*Supplied records*
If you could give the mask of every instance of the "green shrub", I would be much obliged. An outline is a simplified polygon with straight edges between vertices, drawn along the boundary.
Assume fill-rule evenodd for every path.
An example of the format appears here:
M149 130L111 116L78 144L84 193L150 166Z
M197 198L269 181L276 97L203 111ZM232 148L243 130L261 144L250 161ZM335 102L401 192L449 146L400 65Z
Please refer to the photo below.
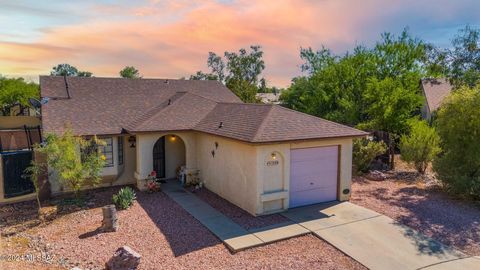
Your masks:
M428 164L440 153L439 144L440 138L435 128L425 121L412 120L410 134L400 138L401 158L424 174Z
M480 199L480 86L455 90L437 114L442 154L433 169L447 191Z
M115 206L120 209L127 209L132 206L135 199L135 192L130 187L120 189L120 191L117 194L114 194L112 198Z
M370 163L378 155L387 151L384 142L374 142L367 139L353 141L353 165L357 173L366 173L370 169Z

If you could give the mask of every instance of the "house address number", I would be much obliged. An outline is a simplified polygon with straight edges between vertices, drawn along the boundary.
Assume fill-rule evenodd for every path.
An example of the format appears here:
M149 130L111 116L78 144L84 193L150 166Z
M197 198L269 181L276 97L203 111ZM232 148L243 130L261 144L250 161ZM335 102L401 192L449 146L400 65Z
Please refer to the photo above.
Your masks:
M276 166L278 165L278 160L267 161L267 166Z

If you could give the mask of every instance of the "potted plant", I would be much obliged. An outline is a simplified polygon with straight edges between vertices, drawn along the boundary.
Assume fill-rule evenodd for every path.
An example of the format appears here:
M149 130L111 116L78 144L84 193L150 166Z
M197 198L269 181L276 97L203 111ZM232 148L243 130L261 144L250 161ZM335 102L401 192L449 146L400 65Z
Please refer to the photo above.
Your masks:
M153 170L146 179L145 187L148 192L160 191L160 183L157 182L157 172Z

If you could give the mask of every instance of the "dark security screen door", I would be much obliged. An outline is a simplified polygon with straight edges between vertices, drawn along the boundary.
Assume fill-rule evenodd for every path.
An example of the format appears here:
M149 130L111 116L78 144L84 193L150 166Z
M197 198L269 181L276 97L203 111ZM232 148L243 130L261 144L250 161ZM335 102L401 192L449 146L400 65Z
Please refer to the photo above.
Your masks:
M165 178L165 137L158 139L153 146L153 169L157 178Z

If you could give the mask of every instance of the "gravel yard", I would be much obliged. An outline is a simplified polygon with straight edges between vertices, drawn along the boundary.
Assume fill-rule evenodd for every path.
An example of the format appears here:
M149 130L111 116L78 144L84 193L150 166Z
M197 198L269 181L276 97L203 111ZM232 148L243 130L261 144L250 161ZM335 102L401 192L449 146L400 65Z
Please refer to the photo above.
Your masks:
M206 188L197 190L194 192L194 194L246 230L262 228L290 221L288 218L280 214L254 217L247 211L230 203Z
M312 235L231 254L220 240L161 192L139 192L133 207L118 213L119 231L98 233L102 219L99 207L109 203L116 190L92 192L89 202L95 205L59 215L47 225L32 225L20 234L2 236L1 255L41 250L52 256L53 266L58 269L58 266L74 265L102 269L118 247L128 245L143 256L141 269L365 269ZM34 204L30 204L29 208L33 207ZM4 219L11 220L12 215L18 213L5 207L0 209ZM8 231L13 223L22 222L10 222L2 227L2 232ZM271 221L263 222L243 225L263 226ZM0 261L0 269L25 269L26 266L55 269L41 263Z
M469 255L480 255L480 205L451 198L438 187L416 181L413 171L399 170L401 179L376 182L354 178L351 202Z

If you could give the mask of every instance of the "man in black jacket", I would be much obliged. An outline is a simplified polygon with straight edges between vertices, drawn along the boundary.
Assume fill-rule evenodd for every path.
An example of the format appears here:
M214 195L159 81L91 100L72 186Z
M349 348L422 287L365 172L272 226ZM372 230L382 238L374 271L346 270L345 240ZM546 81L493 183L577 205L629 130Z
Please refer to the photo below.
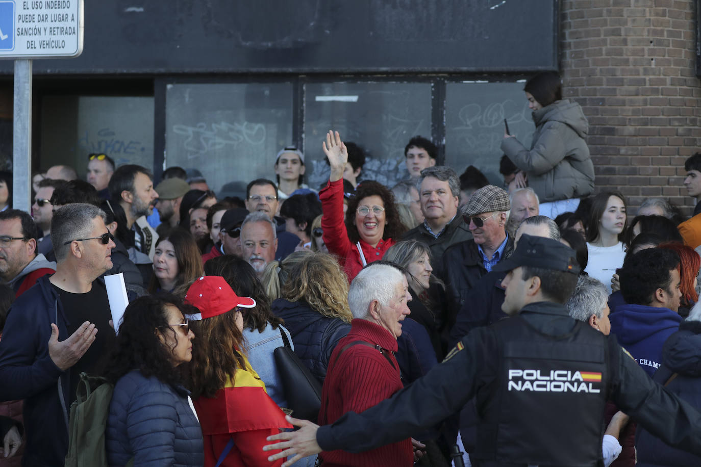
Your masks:
M508 271L503 309L512 315L471 332L443 363L388 400L332 426L290 417L301 427L264 450L271 461L322 449L363 452L440 422L472 397L480 467L601 466L604 404L622 410L665 442L701 454L701 414L654 383L615 342L571 318L564 303L579 267L574 251L524 235Z
M463 208L463 218L474 238L446 250L440 276L447 292L449 329L479 278L511 256L514 240L505 230L510 209L508 193L494 185L475 191Z

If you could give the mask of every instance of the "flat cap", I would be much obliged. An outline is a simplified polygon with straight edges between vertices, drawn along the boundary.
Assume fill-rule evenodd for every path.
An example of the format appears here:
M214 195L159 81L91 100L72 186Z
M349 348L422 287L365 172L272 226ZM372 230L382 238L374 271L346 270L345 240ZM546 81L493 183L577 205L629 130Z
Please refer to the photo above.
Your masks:
M487 185L472 193L463 214L472 217L483 212L502 212L510 209L509 194L498 186Z
M166 179L156 187L156 193L161 200L175 200L190 190L190 186L182 179Z

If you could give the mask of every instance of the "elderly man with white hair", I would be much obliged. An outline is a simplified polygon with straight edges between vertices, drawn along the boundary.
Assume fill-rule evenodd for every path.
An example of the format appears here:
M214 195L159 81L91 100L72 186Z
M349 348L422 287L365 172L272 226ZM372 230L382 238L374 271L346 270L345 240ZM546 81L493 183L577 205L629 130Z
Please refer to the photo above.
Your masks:
M393 266L371 263L353 279L348 290L353 320L329 361L320 423L333 423L349 410L362 412L402 389L394 354L411 300L406 278ZM414 462L410 438L367 452L331 451L320 456L324 465L358 467Z

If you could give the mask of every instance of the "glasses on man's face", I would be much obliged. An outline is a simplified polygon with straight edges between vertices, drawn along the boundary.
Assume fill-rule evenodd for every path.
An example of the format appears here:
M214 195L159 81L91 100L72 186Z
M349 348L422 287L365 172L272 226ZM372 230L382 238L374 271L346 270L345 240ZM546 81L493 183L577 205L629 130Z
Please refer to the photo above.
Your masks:
M359 206L358 209L358 214L361 216L367 216L370 211L372 211L372 214L375 216L379 216L383 212L384 212L385 208L380 207L379 206L373 206L372 208L369 206Z
M260 195L251 195L248 197L248 199L253 202L261 202L263 200L268 203L271 203L278 199L277 196L273 196L272 195L267 195L266 196L261 196Z
M231 237L231 238L238 238L241 236L241 228L236 227L231 229L231 230L224 230L224 233Z
M494 217L494 216L498 214L499 213L498 212L495 212L493 213L491 216L487 216L486 217L477 217L477 216L475 216L473 217L468 217L468 216L463 216L463 221L465 221L465 223L469 225L470 221L472 220L472 221L475 223L475 226L479 228L484 225L485 221L489 219L490 217Z
M185 331L185 335L187 335L188 333L190 332L190 320L189 320L187 318L186 318L184 323L180 323L179 324L166 324L165 326L158 326L158 328L178 328L178 327L183 328L184 330Z
M103 245L107 245L108 243L109 243L110 240L109 232L106 232L100 237L90 237L90 238L76 238L75 240L69 240L68 242L64 242L63 244L69 245L73 243L74 242L85 242L86 240L100 240L100 242L101 244L102 244Z
M12 243L13 240L28 240L28 238L25 238L24 237L7 237L3 235L0 237L0 247L7 248Z

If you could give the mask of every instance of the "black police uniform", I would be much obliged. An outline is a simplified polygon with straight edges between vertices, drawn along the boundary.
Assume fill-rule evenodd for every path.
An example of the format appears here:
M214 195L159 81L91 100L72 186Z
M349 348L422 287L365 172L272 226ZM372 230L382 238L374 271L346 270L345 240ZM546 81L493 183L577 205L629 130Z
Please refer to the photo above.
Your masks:
M668 444L701 454L701 414L654 383L615 337L552 302L529 304L516 316L472 330L409 387L320 427L317 442L350 452L395 442L473 397L480 419L475 466L604 466L608 399Z

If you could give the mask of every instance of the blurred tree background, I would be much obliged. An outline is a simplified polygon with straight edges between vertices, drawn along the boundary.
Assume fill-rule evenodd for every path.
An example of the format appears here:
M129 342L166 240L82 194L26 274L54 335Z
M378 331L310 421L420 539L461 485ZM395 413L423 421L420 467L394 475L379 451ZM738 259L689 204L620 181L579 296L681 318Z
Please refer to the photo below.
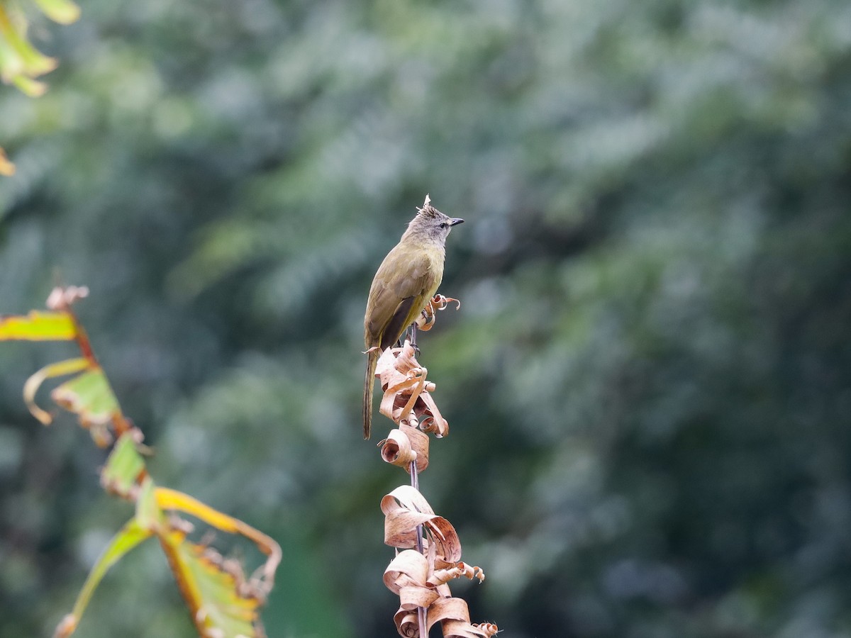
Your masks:
M474 622L851 636L851 4L81 6L34 18L48 94L0 89L0 311L90 287L158 482L282 544L270 636L396 635L363 312L426 192L467 220L422 491ZM0 348L2 636L49 635L130 516L26 411L65 347ZM155 544L78 633L193 635Z

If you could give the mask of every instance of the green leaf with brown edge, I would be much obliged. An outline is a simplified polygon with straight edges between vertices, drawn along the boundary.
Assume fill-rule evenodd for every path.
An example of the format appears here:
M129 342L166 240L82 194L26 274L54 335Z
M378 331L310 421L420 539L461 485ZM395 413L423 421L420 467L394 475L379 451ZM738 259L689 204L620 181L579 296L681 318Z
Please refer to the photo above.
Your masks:
M80 372L81 370L85 370L89 365L89 361L83 357L67 359L45 366L38 372L31 375L24 384L24 402L26 403L30 413L44 425L49 425L53 423L53 414L36 405L36 392L38 391L38 389L46 379L53 379L54 377L64 377L66 374Z
M83 589L80 590L80 593L77 596L73 610L70 614L62 618L62 621L56 628L54 638L66 638L66 636L74 633L83 616L83 612L89 605L89 601L91 599L92 594L100 583L104 574L106 573L106 571L121 560L127 552L151 536L152 533L151 530L140 525L139 521L134 518L124 525L118 533L112 537L112 539L100 555L100 557L98 558L97 562L94 563L92 571L89 572L89 578L86 578Z
M139 487L146 477L145 460L139 453L133 433L118 437L106 464L100 470L100 485L123 498L136 498Z
M77 336L67 312L41 312L0 316L0 341L71 341Z
M121 416L121 407L103 369L93 365L89 370L54 389L50 396L56 403L77 415L80 424L89 428L105 425Z
M265 635L258 613L262 601L238 593L244 581L241 573L226 567L229 563L208 548L186 540L182 531L168 529L157 536L199 635Z

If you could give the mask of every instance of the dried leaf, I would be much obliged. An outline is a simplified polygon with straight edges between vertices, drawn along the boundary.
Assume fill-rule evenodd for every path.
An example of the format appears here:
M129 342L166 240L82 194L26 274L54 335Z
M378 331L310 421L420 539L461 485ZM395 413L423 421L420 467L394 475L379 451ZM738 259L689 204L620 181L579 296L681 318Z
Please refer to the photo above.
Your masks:
M410 549L416 544L418 525L423 525L436 554L455 562L461 557L461 544L452 523L438 516L426 498L409 485L403 485L381 499L385 514L384 542L391 547Z
M417 328L423 332L431 330L437 319L437 310L446 310L446 307L453 302L457 305L455 305L455 310L460 310L461 309L461 302L459 299L453 299L452 297L444 297L442 294L436 294L429 299L428 304L426 305L423 311L417 317Z
M0 341L70 341L76 336L74 320L67 312L32 310L23 316L0 316Z
M463 598L435 601L428 609L426 626L431 629L438 622L443 630L443 638L490 638L498 630L496 625L489 623L483 624L483 626L471 624L470 610Z
M470 580L478 578L479 583L484 581L484 572L481 567L467 565L462 561L456 563L446 563L447 567L442 569L435 569L429 577L428 582L435 586L448 583L453 578L459 578L464 576Z
M430 394L434 384L426 381L427 371L414 354L414 347L405 341L403 347L389 348L379 357L375 374L384 390L380 409L396 423L419 424L423 431L441 438L448 434L449 424Z

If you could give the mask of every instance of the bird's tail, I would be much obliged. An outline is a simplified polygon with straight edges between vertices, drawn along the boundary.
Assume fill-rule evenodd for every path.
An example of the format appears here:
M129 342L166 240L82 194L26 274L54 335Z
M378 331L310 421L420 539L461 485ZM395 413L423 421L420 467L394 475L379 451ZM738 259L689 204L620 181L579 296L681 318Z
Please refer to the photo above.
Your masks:
M367 353L367 376L363 379L363 438L369 438L372 428L372 401L373 388L375 387L375 364L381 354L380 348L375 348Z

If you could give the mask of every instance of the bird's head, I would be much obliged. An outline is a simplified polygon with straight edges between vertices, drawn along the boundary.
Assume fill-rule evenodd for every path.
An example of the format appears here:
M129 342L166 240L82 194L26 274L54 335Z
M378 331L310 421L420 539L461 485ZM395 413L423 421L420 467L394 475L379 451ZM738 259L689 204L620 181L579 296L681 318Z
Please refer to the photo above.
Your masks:
M448 217L431 206L431 198L426 195L426 202L417 208L417 214L408 225L403 239L412 237L419 241L433 242L441 246L446 242L449 231L456 224L463 224L464 219Z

*Task*
Please recast the part of the records that runs from their start through the line containing "M428 164L440 153L439" as a numbered list, with blank lines left out. Omit the picture from your answer.

*Full answer*
1. If you could give the mask of every instance of the "green shrub", I would be much obliged. An outline is a simplified polygon with straight edges between vertices, drawn along the boundary.
2. Assume fill-rule evenodd for every path.
3. An example of the format appears here:
4. M149 130L111 116L78 144L84 193L150 166Z
5. M197 198L269 181L276 97L203 111ZM232 148L243 130L261 144L250 161ZM335 102L401 192L449 146L400 65Z
6. Please refer to the photo below.
7. Your masks:
8. M428 164L440 153L439 144L440 138L435 128L425 121L412 120L410 134L400 138L401 158L424 174Z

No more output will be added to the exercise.